[Opening Entries shown section]

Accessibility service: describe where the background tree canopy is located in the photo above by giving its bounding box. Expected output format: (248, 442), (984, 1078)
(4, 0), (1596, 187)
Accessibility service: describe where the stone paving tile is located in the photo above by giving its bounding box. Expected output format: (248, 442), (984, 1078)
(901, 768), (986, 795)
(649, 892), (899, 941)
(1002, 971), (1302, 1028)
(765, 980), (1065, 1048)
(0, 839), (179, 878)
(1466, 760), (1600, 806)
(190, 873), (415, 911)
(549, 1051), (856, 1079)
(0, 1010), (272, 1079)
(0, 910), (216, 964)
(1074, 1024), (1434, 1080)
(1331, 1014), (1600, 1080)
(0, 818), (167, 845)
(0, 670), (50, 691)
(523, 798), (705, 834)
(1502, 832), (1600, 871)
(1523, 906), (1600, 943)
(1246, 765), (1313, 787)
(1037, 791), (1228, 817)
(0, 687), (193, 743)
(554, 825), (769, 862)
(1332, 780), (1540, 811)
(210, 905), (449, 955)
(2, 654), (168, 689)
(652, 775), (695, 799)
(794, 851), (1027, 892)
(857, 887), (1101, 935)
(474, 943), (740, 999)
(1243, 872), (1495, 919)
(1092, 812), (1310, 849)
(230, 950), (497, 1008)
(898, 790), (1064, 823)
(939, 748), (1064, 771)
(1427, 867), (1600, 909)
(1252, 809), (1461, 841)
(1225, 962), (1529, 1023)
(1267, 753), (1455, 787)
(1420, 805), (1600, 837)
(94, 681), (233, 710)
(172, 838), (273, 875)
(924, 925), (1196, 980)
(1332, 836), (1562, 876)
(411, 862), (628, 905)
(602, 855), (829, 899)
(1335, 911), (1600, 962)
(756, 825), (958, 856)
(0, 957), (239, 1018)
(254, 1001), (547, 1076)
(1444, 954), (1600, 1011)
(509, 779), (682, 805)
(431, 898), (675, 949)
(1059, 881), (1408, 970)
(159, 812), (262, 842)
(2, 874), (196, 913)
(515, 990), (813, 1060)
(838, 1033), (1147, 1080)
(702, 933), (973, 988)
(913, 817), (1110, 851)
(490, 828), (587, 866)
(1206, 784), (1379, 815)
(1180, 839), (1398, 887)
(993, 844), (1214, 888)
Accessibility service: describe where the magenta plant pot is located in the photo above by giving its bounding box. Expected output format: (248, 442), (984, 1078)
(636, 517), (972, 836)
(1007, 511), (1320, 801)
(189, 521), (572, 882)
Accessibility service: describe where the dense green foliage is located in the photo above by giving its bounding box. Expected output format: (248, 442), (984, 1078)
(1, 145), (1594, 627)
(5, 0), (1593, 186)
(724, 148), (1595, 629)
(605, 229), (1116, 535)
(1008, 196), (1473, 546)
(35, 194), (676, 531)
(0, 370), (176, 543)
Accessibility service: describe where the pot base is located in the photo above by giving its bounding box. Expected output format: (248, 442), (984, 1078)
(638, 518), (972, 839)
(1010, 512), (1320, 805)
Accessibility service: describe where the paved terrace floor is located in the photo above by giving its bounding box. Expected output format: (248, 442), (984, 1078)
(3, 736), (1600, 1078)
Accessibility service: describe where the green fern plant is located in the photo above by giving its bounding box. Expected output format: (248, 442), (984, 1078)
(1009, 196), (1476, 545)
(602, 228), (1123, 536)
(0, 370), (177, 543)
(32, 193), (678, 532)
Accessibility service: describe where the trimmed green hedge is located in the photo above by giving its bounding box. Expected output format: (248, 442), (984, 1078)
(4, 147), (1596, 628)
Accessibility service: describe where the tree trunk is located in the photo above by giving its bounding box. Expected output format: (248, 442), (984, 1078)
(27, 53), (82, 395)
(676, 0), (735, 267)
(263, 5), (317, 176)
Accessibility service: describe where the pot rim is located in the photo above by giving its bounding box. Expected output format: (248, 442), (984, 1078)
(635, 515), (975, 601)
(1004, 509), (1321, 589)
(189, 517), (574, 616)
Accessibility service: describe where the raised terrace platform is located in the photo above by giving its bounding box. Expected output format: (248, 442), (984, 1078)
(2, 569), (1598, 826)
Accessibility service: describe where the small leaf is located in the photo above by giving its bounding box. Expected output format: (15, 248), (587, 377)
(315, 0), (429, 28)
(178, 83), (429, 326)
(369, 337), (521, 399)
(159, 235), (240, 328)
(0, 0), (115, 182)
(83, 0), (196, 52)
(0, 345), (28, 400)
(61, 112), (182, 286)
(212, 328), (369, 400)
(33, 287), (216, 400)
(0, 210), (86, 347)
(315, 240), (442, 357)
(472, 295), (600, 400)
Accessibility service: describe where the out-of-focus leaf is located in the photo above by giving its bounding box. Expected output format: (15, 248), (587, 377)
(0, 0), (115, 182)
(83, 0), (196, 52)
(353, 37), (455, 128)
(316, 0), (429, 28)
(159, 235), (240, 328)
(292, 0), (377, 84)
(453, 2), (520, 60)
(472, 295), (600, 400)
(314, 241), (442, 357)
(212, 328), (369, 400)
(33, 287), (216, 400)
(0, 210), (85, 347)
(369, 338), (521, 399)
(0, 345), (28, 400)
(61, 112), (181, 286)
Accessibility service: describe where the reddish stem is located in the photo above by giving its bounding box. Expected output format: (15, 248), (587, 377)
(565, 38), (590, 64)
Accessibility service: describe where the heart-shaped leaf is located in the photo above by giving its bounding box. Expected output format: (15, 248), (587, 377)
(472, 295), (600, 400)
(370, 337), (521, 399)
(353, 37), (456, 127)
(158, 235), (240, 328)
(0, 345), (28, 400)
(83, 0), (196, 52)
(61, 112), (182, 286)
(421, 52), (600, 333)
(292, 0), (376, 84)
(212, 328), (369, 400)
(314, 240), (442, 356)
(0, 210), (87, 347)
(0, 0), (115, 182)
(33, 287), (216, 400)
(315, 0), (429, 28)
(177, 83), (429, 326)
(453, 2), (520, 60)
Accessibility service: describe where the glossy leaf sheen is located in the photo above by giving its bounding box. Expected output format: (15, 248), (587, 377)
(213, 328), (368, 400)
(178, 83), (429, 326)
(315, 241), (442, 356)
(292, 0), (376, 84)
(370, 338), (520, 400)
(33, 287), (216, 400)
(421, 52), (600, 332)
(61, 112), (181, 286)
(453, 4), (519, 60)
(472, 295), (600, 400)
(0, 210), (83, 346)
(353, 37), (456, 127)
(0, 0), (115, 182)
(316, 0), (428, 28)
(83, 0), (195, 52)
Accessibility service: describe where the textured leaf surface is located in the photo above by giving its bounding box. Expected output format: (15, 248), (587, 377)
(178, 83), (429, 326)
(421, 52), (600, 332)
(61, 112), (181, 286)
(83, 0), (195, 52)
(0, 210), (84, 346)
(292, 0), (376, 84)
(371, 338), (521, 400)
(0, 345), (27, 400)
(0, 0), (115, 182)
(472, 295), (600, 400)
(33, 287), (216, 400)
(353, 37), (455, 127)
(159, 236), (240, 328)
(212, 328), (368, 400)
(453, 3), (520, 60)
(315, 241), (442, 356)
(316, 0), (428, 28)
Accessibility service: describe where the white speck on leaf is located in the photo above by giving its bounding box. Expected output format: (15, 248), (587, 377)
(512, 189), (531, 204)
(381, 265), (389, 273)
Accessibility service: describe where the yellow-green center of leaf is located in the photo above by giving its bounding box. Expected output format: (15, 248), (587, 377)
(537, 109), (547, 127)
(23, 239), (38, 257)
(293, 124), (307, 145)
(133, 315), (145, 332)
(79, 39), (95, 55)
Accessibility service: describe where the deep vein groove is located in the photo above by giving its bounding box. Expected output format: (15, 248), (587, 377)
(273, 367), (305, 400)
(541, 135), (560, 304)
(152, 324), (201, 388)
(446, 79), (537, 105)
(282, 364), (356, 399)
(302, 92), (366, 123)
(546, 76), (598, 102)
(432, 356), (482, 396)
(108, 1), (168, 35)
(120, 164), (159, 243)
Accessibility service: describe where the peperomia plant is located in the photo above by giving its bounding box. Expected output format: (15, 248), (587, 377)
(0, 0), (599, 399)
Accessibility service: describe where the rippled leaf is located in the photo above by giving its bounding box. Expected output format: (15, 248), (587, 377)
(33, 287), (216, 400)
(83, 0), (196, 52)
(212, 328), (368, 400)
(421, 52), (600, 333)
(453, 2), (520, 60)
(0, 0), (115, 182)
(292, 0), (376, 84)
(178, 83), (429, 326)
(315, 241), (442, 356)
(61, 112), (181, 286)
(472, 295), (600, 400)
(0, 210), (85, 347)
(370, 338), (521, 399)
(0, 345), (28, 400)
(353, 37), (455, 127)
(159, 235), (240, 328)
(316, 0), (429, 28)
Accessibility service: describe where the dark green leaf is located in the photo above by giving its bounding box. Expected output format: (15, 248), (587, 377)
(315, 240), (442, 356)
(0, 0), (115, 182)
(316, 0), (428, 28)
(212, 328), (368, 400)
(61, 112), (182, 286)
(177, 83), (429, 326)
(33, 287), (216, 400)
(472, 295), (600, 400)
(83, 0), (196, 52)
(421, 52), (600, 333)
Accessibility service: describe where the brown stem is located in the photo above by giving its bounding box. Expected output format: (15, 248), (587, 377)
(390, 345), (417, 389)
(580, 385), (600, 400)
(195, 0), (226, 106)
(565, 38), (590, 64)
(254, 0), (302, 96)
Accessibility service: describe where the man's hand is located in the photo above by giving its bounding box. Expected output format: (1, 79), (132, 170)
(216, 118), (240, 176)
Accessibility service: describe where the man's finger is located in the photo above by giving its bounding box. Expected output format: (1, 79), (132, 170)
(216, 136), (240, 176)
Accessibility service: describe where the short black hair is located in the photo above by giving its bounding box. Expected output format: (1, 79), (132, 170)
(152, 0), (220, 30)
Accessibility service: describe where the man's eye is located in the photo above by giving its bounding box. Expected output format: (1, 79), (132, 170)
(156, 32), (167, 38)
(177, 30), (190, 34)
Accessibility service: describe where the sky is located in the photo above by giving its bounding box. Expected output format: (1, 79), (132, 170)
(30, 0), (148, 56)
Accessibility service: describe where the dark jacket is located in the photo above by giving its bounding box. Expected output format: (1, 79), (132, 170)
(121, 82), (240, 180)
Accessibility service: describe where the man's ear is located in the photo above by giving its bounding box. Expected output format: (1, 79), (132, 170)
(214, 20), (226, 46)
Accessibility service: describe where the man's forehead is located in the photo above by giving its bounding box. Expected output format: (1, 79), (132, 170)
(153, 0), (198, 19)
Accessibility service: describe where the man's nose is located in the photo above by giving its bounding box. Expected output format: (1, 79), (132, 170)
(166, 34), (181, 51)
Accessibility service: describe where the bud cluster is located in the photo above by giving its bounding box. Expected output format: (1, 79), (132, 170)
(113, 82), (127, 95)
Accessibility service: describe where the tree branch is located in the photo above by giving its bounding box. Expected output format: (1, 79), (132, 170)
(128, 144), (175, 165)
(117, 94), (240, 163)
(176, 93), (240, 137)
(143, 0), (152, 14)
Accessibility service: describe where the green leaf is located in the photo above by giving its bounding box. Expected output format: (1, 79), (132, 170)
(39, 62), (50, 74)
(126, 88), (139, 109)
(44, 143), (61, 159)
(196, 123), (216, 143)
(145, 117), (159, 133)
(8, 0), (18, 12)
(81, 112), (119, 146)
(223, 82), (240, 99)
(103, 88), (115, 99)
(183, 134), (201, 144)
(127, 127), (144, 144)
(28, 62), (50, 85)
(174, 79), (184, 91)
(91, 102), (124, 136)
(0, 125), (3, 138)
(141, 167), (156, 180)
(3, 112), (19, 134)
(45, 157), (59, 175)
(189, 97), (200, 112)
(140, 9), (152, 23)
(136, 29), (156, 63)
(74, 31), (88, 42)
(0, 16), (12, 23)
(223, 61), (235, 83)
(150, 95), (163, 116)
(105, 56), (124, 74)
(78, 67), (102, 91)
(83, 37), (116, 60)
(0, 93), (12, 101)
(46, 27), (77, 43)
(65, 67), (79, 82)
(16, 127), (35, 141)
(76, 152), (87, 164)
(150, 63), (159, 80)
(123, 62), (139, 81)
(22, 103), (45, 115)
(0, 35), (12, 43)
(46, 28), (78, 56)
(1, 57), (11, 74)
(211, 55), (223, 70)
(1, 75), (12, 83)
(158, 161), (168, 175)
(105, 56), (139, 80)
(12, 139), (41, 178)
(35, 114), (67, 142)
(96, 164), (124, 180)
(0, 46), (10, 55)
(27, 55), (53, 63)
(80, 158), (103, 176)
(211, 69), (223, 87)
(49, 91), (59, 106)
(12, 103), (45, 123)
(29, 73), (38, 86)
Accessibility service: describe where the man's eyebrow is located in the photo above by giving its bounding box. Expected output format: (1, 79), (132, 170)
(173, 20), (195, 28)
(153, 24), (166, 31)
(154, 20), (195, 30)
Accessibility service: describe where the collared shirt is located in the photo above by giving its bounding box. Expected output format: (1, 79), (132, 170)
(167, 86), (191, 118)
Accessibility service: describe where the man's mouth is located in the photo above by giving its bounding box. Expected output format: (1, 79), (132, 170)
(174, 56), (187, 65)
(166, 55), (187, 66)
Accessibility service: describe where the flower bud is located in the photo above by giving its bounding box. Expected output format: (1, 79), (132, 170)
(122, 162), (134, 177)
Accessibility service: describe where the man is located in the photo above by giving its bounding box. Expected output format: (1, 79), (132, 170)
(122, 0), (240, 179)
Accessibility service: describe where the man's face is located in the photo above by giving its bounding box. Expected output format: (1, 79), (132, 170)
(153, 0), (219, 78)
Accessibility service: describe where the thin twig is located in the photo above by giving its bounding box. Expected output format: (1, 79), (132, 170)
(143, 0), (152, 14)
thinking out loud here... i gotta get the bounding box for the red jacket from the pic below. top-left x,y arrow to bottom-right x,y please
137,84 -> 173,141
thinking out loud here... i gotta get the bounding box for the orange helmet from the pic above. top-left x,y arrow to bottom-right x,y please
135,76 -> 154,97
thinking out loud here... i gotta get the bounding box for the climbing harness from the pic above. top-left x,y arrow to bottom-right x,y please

[Closing Entries shown section]

Work item
Your answer should be the lines from the one containing "Accessibility service: describe where the flower" through the end of the records, both included, output exactly and with nothing added.

Worked solution
Accessibility service: describe where the flower bud is located in the photo above by giving its bounding box. Expected output format: (1, 79), (132, 170)
(122, 162), (134, 177)
Accessibility service: describe where the man is located in the photo above by giving its bounding box. Expected output format: (1, 79), (132, 170)
(122, 0), (240, 179)
Accessibility service: describe where the man's face is located in the photo above by giving its bounding box. Expected output format: (1, 79), (132, 170)
(153, 0), (219, 78)
Accessibility service: describe where the thin twig is located in the photo above by giving its bounding box. Expected output format: (1, 79), (132, 170)
(143, 0), (152, 14)
thinking out loud here... i gotta get the bounding box for the red jacket from the pic below. top-left x,y arrow to bottom-right x,y please
137,84 -> 173,141
thinking out loud here... i gotta get the bounding box for the orange helmet from the pic above. top-left x,y arrow to bottom-right x,y please
135,76 -> 154,97
thinking out loud here... i gotta get the bounding box for the climbing harness from the pic above. top-left x,y arrow to bottom-right x,y please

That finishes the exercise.